WORK TO COMPLETE: What lines below mention the word "wiper"? Copy each one.

SOURCE DATA:
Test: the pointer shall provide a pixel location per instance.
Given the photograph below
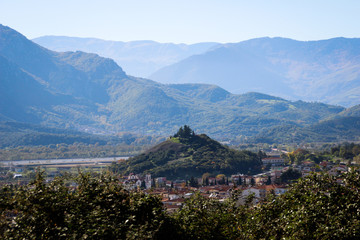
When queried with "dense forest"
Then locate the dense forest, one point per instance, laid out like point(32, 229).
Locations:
point(188, 154)
point(100, 208)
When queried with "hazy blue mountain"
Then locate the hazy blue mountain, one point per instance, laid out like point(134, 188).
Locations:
point(326, 70)
point(88, 92)
point(137, 58)
point(339, 129)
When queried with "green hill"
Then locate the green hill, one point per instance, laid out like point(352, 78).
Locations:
point(339, 129)
point(83, 91)
point(189, 154)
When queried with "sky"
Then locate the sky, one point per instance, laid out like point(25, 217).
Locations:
point(183, 21)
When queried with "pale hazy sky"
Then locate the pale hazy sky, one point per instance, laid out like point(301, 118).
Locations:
point(186, 21)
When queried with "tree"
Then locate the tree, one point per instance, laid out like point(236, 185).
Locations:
point(252, 182)
point(268, 181)
point(99, 208)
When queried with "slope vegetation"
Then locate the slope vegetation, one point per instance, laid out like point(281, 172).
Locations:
point(188, 154)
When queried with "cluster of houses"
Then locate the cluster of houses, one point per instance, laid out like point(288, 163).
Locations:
point(174, 193)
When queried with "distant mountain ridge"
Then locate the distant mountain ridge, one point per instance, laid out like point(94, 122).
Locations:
point(325, 70)
point(84, 91)
point(137, 58)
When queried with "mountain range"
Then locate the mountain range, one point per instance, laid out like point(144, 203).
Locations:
point(86, 92)
point(137, 58)
point(325, 70)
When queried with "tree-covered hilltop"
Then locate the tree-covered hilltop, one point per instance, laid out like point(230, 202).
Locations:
point(189, 154)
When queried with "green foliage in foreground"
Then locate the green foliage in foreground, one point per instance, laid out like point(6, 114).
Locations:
point(316, 207)
point(99, 208)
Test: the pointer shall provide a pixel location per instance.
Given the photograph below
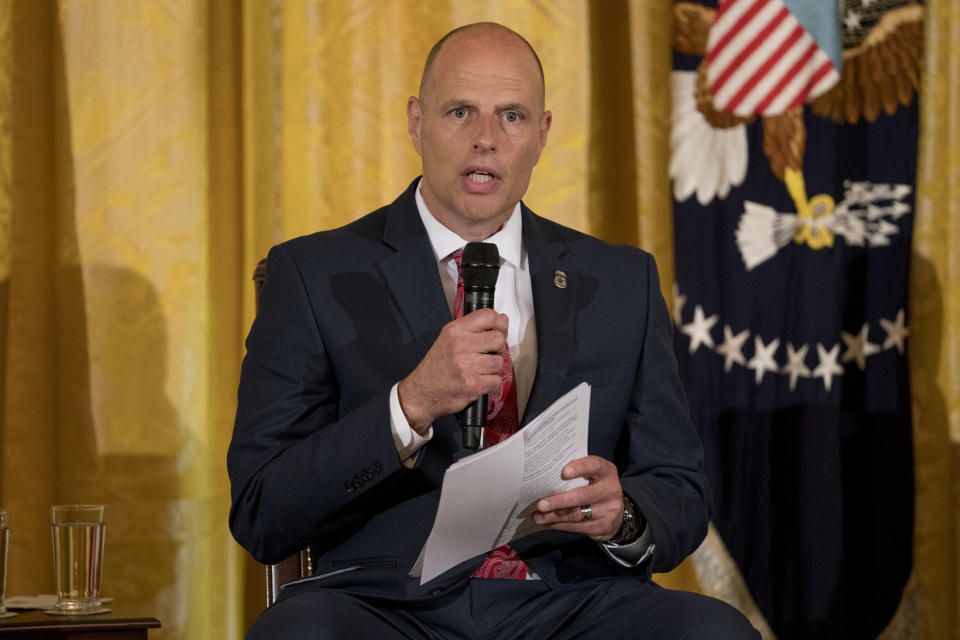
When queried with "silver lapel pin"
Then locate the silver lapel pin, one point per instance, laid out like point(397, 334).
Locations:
point(560, 279)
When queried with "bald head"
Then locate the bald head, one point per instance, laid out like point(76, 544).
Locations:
point(479, 30)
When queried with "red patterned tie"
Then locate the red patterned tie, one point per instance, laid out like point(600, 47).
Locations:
point(502, 422)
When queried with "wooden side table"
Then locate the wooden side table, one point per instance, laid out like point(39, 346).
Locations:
point(36, 625)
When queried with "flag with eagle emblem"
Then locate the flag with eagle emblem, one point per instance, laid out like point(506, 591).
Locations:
point(793, 162)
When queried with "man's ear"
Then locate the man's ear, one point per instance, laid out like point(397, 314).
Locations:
point(545, 123)
point(414, 117)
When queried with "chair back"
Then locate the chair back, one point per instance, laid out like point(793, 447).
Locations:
point(299, 565)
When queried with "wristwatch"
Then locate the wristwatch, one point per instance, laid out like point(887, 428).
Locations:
point(632, 526)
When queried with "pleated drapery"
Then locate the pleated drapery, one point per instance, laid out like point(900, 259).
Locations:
point(151, 151)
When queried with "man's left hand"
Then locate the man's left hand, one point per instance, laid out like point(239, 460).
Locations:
point(603, 494)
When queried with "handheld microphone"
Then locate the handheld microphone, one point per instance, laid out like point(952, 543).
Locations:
point(480, 264)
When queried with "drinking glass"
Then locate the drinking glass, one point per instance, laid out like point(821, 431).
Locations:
point(4, 543)
point(78, 537)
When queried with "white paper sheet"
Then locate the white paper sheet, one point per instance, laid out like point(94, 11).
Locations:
point(488, 498)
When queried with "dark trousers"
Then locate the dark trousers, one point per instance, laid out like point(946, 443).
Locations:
point(605, 609)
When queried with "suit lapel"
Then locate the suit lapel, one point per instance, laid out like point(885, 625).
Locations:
point(554, 280)
point(411, 272)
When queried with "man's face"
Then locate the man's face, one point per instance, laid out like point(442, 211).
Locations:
point(479, 128)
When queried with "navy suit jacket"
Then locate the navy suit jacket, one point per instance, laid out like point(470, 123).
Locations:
point(345, 314)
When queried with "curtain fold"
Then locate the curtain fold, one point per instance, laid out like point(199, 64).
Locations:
point(152, 151)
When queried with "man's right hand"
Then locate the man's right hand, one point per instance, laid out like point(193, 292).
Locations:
point(463, 364)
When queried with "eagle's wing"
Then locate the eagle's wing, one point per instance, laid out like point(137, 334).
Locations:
point(691, 24)
point(882, 73)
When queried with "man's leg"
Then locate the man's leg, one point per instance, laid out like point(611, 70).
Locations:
point(327, 614)
point(608, 608)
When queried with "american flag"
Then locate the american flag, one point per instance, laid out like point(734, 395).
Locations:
point(762, 60)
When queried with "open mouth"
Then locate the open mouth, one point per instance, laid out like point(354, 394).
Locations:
point(479, 176)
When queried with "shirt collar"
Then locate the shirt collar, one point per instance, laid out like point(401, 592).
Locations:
point(509, 239)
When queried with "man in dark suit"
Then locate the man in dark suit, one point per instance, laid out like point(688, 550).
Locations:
point(355, 369)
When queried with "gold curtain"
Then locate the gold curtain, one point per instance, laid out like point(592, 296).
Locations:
point(151, 151)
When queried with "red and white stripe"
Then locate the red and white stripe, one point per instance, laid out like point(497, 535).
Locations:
point(760, 59)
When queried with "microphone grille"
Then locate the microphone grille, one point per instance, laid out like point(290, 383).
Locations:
point(481, 264)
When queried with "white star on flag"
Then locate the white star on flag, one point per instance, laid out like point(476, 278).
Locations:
point(828, 366)
point(859, 347)
point(762, 360)
point(795, 366)
point(896, 331)
point(699, 329)
point(732, 347)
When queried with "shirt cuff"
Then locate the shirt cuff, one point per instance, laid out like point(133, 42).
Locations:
point(407, 441)
point(632, 555)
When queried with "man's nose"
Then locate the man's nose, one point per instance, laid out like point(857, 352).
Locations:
point(486, 133)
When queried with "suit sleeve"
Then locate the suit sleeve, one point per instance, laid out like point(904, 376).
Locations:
point(299, 471)
point(664, 462)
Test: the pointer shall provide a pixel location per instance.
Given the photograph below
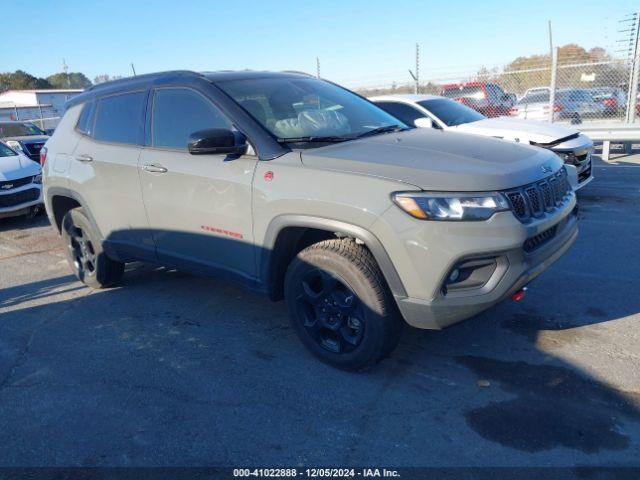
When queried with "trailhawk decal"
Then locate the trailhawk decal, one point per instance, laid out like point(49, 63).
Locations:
point(221, 231)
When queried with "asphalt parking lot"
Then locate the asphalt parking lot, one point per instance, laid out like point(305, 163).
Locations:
point(172, 369)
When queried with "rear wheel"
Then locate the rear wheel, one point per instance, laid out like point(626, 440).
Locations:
point(85, 254)
point(340, 306)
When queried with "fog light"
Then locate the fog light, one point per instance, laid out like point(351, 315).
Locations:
point(519, 295)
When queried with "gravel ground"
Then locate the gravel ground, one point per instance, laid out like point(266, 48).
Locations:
point(172, 369)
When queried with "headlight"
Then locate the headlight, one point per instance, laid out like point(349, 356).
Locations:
point(451, 206)
point(15, 145)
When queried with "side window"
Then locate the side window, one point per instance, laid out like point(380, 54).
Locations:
point(85, 122)
point(118, 118)
point(179, 112)
point(404, 112)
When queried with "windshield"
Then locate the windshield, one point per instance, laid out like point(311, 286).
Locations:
point(451, 113)
point(307, 109)
point(467, 91)
point(13, 129)
point(6, 151)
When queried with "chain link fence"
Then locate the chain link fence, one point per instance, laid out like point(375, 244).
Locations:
point(569, 89)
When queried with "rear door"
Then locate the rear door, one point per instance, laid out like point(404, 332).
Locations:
point(199, 206)
point(104, 170)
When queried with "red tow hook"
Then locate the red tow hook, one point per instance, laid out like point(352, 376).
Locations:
point(519, 295)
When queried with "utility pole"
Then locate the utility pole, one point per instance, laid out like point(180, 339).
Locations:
point(634, 75)
point(65, 69)
point(416, 76)
point(552, 86)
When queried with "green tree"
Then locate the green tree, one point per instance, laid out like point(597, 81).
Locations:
point(21, 80)
point(69, 80)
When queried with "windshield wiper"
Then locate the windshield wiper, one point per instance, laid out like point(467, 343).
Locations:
point(385, 129)
point(310, 139)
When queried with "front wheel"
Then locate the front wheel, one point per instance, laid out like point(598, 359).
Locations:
point(340, 306)
point(84, 252)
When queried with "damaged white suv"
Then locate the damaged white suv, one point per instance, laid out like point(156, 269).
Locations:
point(431, 111)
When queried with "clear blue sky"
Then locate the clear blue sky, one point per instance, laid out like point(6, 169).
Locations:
point(358, 42)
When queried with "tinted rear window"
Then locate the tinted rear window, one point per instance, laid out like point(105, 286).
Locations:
point(6, 151)
point(467, 91)
point(179, 112)
point(85, 122)
point(118, 118)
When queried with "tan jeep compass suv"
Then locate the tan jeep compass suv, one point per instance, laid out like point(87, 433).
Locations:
point(306, 191)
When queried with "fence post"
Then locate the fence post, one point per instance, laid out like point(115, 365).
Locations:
point(552, 86)
point(633, 80)
point(41, 118)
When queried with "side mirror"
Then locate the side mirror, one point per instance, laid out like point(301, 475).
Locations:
point(423, 122)
point(216, 141)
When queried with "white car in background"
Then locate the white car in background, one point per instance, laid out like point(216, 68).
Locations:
point(431, 111)
point(20, 184)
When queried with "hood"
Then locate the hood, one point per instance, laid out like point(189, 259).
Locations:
point(517, 129)
point(28, 138)
point(17, 166)
point(436, 160)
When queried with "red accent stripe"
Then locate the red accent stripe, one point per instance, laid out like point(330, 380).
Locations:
point(221, 231)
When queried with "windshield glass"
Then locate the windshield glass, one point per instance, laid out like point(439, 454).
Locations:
point(298, 108)
point(19, 129)
point(6, 151)
point(467, 91)
point(451, 113)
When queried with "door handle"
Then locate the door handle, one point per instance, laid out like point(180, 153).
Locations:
point(153, 168)
point(84, 158)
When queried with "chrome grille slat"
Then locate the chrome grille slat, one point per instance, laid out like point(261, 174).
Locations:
point(535, 199)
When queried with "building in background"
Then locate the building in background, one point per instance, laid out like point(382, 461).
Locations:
point(54, 100)
point(44, 107)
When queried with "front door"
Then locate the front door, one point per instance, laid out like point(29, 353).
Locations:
point(199, 206)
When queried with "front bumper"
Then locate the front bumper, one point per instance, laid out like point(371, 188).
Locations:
point(502, 238)
point(16, 201)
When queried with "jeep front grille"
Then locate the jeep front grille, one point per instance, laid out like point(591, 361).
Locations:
point(535, 199)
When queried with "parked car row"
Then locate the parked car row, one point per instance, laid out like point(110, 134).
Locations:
point(20, 172)
point(573, 104)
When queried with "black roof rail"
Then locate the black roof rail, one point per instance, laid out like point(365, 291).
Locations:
point(137, 78)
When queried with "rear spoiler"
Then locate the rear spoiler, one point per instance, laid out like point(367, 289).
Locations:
point(556, 142)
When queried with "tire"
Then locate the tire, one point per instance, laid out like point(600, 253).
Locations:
point(340, 306)
point(84, 252)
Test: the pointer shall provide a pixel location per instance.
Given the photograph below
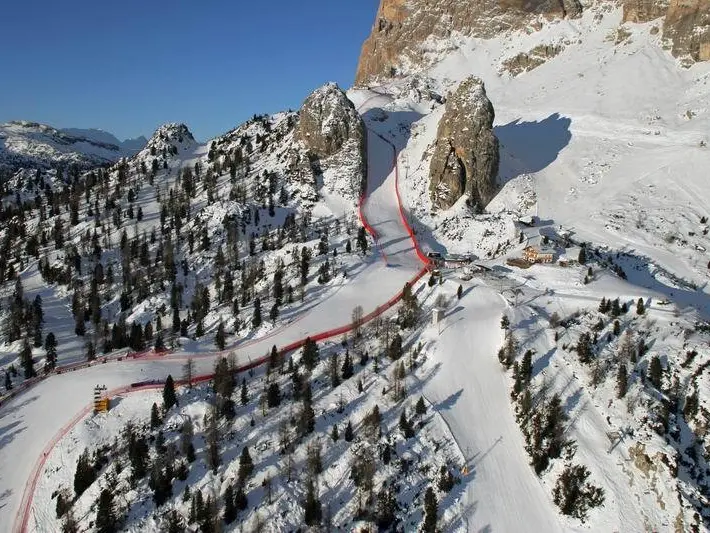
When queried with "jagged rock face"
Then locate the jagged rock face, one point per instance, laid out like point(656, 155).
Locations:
point(334, 136)
point(686, 24)
point(644, 10)
point(401, 26)
point(26, 144)
point(465, 159)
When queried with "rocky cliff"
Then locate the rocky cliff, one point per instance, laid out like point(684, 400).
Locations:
point(686, 25)
point(26, 144)
point(401, 26)
point(334, 136)
point(465, 159)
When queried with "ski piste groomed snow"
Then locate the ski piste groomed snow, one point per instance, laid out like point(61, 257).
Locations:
point(35, 420)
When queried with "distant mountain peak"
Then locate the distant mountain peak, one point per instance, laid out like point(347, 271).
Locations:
point(27, 144)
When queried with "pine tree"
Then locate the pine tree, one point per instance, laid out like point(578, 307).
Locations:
point(640, 308)
point(246, 466)
point(574, 495)
point(50, 345)
point(84, 475)
point(655, 372)
point(220, 336)
point(243, 395)
point(169, 397)
point(406, 426)
point(430, 511)
point(154, 416)
point(386, 510)
point(273, 395)
point(28, 364)
point(312, 507)
point(213, 457)
point(420, 408)
point(240, 498)
point(230, 511)
point(310, 354)
point(347, 368)
point(504, 323)
point(622, 378)
point(362, 239)
point(105, 514)
point(349, 432)
point(334, 374)
point(256, 316)
point(395, 350)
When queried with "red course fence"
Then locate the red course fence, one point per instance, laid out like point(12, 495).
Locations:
point(23, 514)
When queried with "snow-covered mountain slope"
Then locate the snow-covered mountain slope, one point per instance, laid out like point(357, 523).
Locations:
point(603, 142)
point(33, 145)
point(607, 139)
point(264, 145)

RESULT:
When queried with "windshield wiper"
Then locate the windshield wiper, one point per instance, laid out like point(467, 343).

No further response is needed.